[The task]
Please reproduce the part of the items that opens with the line containing "Task brief: identify the framed" and closes with the line containing "left=347, top=123, right=387, bottom=150", switching "chart board" to "notice board" and keeping everything else the same.

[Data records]
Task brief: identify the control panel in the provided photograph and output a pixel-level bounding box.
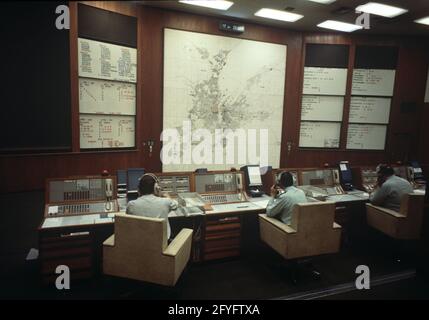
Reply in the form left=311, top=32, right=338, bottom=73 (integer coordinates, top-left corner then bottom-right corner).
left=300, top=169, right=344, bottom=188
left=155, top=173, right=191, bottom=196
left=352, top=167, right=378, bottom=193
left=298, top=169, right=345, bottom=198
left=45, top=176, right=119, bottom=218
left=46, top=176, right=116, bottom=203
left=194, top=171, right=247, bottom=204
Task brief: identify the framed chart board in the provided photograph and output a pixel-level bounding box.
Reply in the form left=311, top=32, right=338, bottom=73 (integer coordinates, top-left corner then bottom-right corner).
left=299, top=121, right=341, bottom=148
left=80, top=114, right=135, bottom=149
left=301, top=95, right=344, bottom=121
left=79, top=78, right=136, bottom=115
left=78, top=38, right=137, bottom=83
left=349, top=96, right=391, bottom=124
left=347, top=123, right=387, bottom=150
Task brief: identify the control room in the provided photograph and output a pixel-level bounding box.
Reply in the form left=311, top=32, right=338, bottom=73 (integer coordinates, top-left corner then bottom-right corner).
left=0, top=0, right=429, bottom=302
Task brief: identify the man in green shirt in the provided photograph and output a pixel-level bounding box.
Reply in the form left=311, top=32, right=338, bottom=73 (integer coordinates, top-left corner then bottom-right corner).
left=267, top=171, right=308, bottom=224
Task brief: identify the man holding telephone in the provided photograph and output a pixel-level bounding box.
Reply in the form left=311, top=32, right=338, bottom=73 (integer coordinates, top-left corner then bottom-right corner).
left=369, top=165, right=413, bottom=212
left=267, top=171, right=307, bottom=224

[Solution for this exercise]
Task brief: identify the framed notice board in the provided photograph and output a pixel-level bounding box.
Reply in the form left=311, top=32, right=338, bottom=73 (integer coordinates, top-left corner then bottom-right corner).
left=299, top=121, right=341, bottom=148
left=80, top=114, right=135, bottom=149
left=301, top=95, right=344, bottom=121
left=79, top=78, right=136, bottom=115
left=78, top=38, right=137, bottom=83
left=349, top=96, right=391, bottom=124
left=347, top=123, right=387, bottom=150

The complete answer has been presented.